**** SOURCE TEXT ****

# Just about ready to turn this baby over



## Cal-Res Coatings (Dec 2, 2014)

Have decided recently to get more of our work professionally photographed... worth every penny of the $200.00


----------



## Underdog (Mar 9, 2013)

Cal-Res Coatings said:


> Have decided recently to get more of our work professionally photographed... worth every penny of the $200.00


 I was going to say you could have two careers.
Beautiful photographs showing off beautiful work.


:cowboy:


----------



## woodcoyote (Dec 30, 2012)

Awesome work! Nice job on the painting. Did you have to stain the paneling in the bathroom? Came out pretty good. 

Keep up the awesome work.


----------



## Cal-Res Coatings (Dec 2, 2014)

Stained & 8 passes of shader

All woodwork, cabinets & paint was completed by us on site


----------



## Phinnster (Feb 20, 2013)

can you give us products and steps
man that is some horny work!


----------



## Cal-Res Coatings (Dec 2, 2014)

All BeckerAcroma

we did the wiping stain

quite a few passes with arti shading system

two coats innovat post cat conversion varnish

sand with 320

two more coats innovat

Not what we would normally use (innovat) we've got an acid cat clear from ISF coatings that literally gives women orgasms when they run their hands over it... a well finished kitchen can do it for these "otherwise unsatisfied" ladies


----------



## jw129943 (Apr 3, 2014)

Wow. Gorgeous work!


----------

****

## EXERCISE REQUIREMENTS
In the forum thread, what grit sandpaper was used between the coats of Innovat varnish?

**** PROVIDED MATERIAL ****

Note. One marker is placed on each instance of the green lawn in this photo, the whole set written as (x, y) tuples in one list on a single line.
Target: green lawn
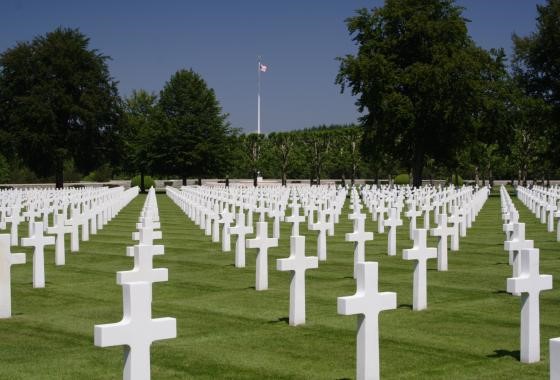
[(227, 330)]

****

## RESULT OF THE EXERCISE
320 grit.